Een monnik vroeg aan Zhaozhou: 

 

“Als er een arme man komt, wat moet je hem dan geven?” 

De meester antwoordde: 

“Het ontbreekt hem aan niets.” 1

 

Dit zeg ik jullie: Er is geen Buddha, geen Leer, geen training en geen verwezenlijking.  Wat jagen jullie zo vurig na, terwijl je een hoofd bovenop je hoofd zet, stelletje blinde dwazen?  Je hoofd zit precies waar het moet zitten.  Waaraan ontbreekt het jullie? (…)  Kom liever tot rust dan dat je je vastklampt aan mijn woorden en zoek verder niets. (…) 

Lin-chi († 866) 2

 

Er is niets in je dat je ontbreekt, en jijzelf bent niet verschillend van Boeddha.  Er is geen andere manier om de aard van Boeddha te bereiken dan door je geest vrij te laten zichzelf te zijn.  Je moet je niet richten op je geest, noch deze proberen te zuiveren.  Laat er geen hunkering of haat zijn en wees niet angstig of bezorgd.  Wees grenzeloos en volkomen vrij in alle omstandigheden.  Wees vrij in elke door jou gewenste richting te gaan.  Wat je ook doet, of je loopt of staat, zit of ligt, wat je ook met jezelf ziet gebeuren, alle zijn de wonderbaarlijke handelingen van de Grote Verlichte.  Het is alles vreugde, vrij van zorg - het wordt Boeddha genoemd.

- - -

_OPDRACHTEISEN_:
Beantwoord deze vragen over de zentekst hierboven:
(a) Wat antwoordt de meester op de vraag wat je een arme man moet geven?
(b) Waar zit je hoofd volgens de woorden van Lin-chi?
(c) Hoe wordt het volgens de laatste alinea genoemd als alles vreugde is, vrij van zorg?

_GETOONDE LIJST_:
- - -

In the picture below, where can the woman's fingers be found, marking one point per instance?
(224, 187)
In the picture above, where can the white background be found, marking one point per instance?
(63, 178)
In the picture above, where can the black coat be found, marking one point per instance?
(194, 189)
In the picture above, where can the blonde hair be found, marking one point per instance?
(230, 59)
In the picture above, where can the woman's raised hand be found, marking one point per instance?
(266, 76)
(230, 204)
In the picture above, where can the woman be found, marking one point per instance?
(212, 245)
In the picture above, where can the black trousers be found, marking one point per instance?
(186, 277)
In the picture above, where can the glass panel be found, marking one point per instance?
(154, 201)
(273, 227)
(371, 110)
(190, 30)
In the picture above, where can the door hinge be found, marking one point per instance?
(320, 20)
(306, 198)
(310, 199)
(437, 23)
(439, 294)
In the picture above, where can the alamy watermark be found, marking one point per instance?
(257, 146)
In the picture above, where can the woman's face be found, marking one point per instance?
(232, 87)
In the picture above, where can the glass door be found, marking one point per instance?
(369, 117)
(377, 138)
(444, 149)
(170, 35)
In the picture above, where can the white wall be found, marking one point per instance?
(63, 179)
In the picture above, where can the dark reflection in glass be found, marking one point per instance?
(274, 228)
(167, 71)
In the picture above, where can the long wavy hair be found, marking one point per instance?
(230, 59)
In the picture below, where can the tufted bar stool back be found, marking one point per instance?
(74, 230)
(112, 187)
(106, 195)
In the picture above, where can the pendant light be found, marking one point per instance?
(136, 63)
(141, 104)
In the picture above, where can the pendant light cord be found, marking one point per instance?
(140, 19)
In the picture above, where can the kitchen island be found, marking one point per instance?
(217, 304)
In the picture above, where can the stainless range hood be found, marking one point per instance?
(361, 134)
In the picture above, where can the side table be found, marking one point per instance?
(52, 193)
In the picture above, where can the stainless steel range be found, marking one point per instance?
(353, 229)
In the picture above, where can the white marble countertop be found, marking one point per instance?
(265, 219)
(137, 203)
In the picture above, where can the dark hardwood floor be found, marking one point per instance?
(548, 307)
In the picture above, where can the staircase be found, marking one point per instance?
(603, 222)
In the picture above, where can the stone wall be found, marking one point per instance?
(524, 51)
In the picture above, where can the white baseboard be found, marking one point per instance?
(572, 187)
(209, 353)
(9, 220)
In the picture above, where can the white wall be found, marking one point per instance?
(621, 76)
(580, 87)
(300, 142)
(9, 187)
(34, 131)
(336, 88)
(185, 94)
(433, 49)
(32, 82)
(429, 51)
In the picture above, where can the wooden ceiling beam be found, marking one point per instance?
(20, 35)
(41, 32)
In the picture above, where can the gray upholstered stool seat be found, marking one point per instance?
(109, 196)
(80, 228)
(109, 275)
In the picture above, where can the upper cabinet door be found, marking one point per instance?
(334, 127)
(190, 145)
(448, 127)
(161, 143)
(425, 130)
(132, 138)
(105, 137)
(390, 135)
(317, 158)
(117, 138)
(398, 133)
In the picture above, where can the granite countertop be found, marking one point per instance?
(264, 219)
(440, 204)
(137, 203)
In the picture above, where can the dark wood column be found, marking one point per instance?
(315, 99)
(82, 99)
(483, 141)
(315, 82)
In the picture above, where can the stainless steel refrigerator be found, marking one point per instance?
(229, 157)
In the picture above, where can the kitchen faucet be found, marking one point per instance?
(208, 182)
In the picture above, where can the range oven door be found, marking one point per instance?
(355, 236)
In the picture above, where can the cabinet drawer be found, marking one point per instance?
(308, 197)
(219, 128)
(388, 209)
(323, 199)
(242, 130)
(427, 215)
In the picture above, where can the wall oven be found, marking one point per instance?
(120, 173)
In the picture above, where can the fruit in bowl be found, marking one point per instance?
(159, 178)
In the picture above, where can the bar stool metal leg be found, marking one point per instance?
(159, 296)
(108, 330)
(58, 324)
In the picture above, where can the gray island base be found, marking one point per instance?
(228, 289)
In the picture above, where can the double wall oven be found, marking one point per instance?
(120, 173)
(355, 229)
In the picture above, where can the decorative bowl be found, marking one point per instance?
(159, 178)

- - -

_SCHRIFTELIJK ANTWOORD_:
(a) "Het ontbreekt hem aan niets."
(b) Precies waar het moet zitten.
(c) Boeddha.